Materials provided

┄┄┄┄┄┄┄┄┄┄┄┄┄┄┄┄┄┄┄┄

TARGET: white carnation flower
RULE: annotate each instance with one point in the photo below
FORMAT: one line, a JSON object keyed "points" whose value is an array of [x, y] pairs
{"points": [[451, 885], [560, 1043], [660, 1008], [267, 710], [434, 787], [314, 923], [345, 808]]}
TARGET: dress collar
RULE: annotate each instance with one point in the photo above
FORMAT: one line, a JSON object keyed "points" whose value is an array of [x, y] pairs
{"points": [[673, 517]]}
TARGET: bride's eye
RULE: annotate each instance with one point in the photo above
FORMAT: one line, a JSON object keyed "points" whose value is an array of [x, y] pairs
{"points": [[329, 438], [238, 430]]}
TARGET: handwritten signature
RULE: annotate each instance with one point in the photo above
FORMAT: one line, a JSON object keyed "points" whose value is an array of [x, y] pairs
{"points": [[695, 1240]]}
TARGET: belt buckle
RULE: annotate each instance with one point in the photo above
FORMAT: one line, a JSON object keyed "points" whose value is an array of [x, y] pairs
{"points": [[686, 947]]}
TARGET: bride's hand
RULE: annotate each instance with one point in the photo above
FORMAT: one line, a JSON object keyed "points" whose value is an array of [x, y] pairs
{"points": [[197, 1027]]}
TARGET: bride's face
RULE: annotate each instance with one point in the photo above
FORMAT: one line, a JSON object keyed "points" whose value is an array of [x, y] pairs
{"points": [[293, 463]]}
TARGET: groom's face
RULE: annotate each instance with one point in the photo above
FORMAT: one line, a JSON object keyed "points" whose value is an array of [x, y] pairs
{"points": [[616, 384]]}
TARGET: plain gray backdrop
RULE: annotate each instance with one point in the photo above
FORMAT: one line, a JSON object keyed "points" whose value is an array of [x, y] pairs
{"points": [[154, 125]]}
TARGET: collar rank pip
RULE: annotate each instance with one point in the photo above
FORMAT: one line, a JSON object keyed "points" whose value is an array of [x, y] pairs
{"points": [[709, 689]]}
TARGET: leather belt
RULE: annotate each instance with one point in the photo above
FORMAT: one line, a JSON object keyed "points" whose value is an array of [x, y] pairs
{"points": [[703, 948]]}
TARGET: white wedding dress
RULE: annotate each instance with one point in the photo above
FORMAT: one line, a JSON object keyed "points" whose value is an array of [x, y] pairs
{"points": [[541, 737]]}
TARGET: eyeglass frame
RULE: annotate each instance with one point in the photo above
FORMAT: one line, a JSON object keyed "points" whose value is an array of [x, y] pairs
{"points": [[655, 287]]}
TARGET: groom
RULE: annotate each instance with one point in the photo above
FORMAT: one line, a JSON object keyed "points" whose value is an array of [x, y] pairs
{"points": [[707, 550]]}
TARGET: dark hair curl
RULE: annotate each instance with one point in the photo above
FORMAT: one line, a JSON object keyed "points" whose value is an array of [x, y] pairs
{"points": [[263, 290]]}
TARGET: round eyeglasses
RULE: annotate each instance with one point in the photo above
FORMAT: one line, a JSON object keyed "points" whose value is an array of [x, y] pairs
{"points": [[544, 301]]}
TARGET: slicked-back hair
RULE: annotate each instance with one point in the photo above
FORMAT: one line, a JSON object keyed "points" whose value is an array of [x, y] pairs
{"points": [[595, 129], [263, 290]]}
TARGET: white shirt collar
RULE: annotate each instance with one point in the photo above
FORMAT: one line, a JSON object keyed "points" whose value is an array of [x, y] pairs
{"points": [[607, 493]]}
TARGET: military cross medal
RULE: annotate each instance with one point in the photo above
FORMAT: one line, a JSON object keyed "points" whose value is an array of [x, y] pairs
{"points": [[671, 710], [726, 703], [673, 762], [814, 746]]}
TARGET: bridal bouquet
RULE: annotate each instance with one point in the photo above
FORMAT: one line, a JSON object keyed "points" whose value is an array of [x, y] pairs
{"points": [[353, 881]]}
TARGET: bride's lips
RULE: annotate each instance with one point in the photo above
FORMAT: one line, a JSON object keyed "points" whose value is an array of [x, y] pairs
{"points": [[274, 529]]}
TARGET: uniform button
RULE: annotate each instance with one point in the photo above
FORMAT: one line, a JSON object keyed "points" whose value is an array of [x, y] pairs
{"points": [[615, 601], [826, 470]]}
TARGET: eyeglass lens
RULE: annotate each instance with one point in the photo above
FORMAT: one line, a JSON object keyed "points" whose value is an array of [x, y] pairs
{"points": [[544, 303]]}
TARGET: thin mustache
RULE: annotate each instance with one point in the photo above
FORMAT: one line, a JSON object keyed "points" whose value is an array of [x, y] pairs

┄┄┄┄┄┄┄┄┄┄┄┄┄┄┄┄┄┄┄┄

Challenge
Extract all of the records above, reproducing every line unchanged.

The answer
TARGET: white carnation flower
RULE: annotate each instance with one point in the photo below
FORMAT: one line, a JSON object keyed "points" whose value is an array of [x, y] pairs
{"points": [[451, 885], [560, 1043], [660, 1008], [267, 710], [434, 787], [314, 923], [345, 808]]}
TARGET: dress collar
RULE: annotate each instance with one point in the photo above
FORMAT: one line, a JSON object keyed "points" whose value is an array of [x, y] pairs
{"points": [[673, 517]]}
TARGET: bride's eye
RULE: annotate each instance with one point in the photo above
FORMAT: one line, a JSON object keyed "points" whose value is an array of [x, y] pairs
{"points": [[329, 438], [238, 430]]}
TARGET: handwritten signature
RULE: annotate each instance with one point in the photo above
FORMAT: one line, a JSON object keyed "points" whose value is an array of [x, y] pairs
{"points": [[695, 1240]]}
TARGET: belt buckle
RULE: annotate each instance with one point in the photo above
FORMAT: one line, a JSON object keyed "points" whose value is an array of [x, y] pairs
{"points": [[686, 947]]}
TARGET: bride's hand
RULE: annotate each instance with one point in the photo above
FORMAT: one line, a JSON object keyed "points" whose value is an array of [x, y] pairs
{"points": [[197, 1027]]}
TARGET: bride's face
RULE: annotate each instance with one point in the photo above
FORMAT: one line, a JSON object keyed "points" whose value is an array of [x, y] pairs
{"points": [[293, 463]]}
TARGET: groom's face
RULE: annotate each instance with one point in the photo above
FORMAT: one line, a JSON object keyed "points" whose value is an array of [x, y] pairs
{"points": [[616, 384]]}
TARGET: plain gray backdrop
RULE: annotate each instance with one point in the photo above
FORMAT: one line, a JSON object keyed "points" whose value is an array of [x, y] pairs
{"points": [[154, 125]]}
TARGET: collar rank pip
RULE: annotate each instance with one point in the photo above
FORMAT: one line, a JSON object keyed "points" whose value is an array of [x, y] pairs
{"points": [[709, 689]]}
TARGET: leather belt
RULE: annotate each instance with one point in the photo above
FORMAT: one line, a JSON object keyed "points" whose value is an array of [x, y] pairs
{"points": [[703, 948]]}
TARGET: white wedding dress
RULE: annotate each instance with one point in the photo above
FORMAT: one line, a JSON object keyed "points" whose value is an array of [x, y] pairs
{"points": [[541, 737]]}
TARGET: eyeglass frame
RULE: annotate each instance with one point in the photo above
FORMAT: one line, a JSON object keyed "points" whose value is an array of [x, y] pairs
{"points": [[655, 287]]}
TARGET: groom
RULE: annotate each instance with one point in the photo above
FORMAT: one line, a JSON object keyed "points" whose value is an array of [x, y] pairs
{"points": [[707, 550]]}
TARGET: dark hair curl
RULE: annotate each instance with one point in the photo above
FORMAT: one line, a JSON object keyed "points" whose value is an array of [x, y] pairs
{"points": [[263, 290]]}
TARGET: round eyeglasses
RULE: annotate each instance with one point in the photo above
FORMAT: one line, a JSON object keyed "points" whose value is an array of [x, y] pairs
{"points": [[544, 301]]}
TARGET: slicked-back hair
RULE: annotate each instance with one point in the photo above
FORMAT: one line, a JSON object keyed "points" whose value is an array of [x, y] pairs
{"points": [[595, 129], [263, 290]]}
TARGET: white shirt collar
RULE: annotate each instance with one point in the photo above
FORMAT: one line, a JSON object keyed "points" whose value is an array of [x, y] pairs
{"points": [[607, 493]]}
TARGET: military cross medal
RULE: annotate each instance with one point in the photo above
FORMAT: one line, a JSON object keyed "points" whose value is an array of [x, y] pairs
{"points": [[671, 710], [726, 703], [673, 762], [814, 746]]}
TARGET: bridal bouquet
RULE: annotate each instance with one point in the photo above
FORMAT: one line, a JSON object keyed "points" whose value is an array of [x, y] pairs
{"points": [[353, 881]]}
TARGET: bride's lips
RULE: annotate each instance with one point in the photo above
FORMAT: one line, a JSON object keyed "points" whose value is an array of [x, y] pairs
{"points": [[274, 529]]}
TARGET: uniform button
RULE: annotate each instance with one point in the photo above
FORMAT: one line, a JSON object keyed "points" whose value is an array of [x, y] pairs
{"points": [[615, 601], [826, 470]]}
TARGET: eyeglass lens
RULE: annotate each instance with one point in the photo above
FORMAT: one line, a JSON object keyed "points" whose value is an array of [x, y] pairs
{"points": [[544, 303]]}
TARGET: thin mustache
RULE: annotate each instance with one point in the photo above
FORMAT: one line, a JSON object keyed "points" whose value is an array of [x, y] pairs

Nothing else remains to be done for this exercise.